- _SOURCE MATERIAL_
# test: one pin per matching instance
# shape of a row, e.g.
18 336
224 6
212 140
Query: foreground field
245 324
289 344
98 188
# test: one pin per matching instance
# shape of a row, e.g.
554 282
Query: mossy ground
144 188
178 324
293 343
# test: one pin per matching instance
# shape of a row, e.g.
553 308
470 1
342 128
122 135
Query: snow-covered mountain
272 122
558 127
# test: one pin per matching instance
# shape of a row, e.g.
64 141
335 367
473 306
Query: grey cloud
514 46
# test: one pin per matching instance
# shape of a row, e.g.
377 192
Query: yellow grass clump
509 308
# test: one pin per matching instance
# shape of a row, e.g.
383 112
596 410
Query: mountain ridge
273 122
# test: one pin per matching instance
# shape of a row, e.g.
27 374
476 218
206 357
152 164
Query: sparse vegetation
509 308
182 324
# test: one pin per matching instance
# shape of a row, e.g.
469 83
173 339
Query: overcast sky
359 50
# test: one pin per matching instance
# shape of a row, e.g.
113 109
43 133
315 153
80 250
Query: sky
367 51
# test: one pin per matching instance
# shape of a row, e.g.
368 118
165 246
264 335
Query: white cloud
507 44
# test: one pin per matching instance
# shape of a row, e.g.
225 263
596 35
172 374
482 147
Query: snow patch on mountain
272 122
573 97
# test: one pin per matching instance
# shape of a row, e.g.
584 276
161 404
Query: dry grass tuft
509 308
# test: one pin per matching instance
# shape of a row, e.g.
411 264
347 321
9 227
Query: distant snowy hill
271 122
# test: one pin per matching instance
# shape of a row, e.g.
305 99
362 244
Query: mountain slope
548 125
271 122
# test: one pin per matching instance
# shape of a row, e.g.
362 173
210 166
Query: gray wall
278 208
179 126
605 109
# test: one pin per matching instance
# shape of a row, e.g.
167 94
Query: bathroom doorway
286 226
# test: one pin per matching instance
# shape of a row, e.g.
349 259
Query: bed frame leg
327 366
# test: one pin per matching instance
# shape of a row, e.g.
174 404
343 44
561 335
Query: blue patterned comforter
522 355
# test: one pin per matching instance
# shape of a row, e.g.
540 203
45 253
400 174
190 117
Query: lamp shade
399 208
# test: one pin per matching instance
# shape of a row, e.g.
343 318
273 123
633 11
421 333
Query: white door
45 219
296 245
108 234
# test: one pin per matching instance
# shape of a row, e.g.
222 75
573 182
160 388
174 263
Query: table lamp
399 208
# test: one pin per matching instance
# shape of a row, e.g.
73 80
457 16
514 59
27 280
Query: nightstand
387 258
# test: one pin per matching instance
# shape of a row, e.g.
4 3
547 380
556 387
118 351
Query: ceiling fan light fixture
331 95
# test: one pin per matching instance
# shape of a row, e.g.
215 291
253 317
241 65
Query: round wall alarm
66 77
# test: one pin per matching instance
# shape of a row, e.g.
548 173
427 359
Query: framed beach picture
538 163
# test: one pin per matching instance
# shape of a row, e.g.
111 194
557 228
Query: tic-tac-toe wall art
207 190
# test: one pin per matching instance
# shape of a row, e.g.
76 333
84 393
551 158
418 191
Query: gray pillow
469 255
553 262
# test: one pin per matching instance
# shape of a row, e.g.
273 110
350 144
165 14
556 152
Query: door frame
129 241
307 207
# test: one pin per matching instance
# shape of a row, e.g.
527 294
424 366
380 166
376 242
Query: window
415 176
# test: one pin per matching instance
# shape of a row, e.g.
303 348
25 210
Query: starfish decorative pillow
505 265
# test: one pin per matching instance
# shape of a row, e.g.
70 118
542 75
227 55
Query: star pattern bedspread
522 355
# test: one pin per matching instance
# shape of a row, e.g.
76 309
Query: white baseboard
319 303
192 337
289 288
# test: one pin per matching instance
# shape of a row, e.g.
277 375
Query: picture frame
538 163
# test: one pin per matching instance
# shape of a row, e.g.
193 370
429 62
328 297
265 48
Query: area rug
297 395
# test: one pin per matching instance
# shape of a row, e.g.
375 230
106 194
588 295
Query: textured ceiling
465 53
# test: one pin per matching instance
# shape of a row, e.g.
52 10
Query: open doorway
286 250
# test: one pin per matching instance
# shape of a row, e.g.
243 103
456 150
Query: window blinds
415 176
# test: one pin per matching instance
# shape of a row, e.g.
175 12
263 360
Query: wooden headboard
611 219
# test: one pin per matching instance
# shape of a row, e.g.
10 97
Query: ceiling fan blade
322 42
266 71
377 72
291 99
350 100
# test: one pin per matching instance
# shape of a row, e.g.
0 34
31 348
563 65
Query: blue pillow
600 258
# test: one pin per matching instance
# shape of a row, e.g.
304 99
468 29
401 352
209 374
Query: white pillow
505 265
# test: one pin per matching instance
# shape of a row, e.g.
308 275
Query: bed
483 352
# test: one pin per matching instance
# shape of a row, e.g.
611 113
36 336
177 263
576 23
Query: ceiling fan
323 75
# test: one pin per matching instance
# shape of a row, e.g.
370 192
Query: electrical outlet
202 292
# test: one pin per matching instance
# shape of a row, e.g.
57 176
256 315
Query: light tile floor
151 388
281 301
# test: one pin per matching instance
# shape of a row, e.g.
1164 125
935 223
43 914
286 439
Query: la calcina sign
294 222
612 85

- _EXERCISE_
Identify every line in the items above that contains the word "blue", and copy each of those lines. Case counts.

- _FULL ANSWER_
Query: blue patterned comforter
Query: blue pillow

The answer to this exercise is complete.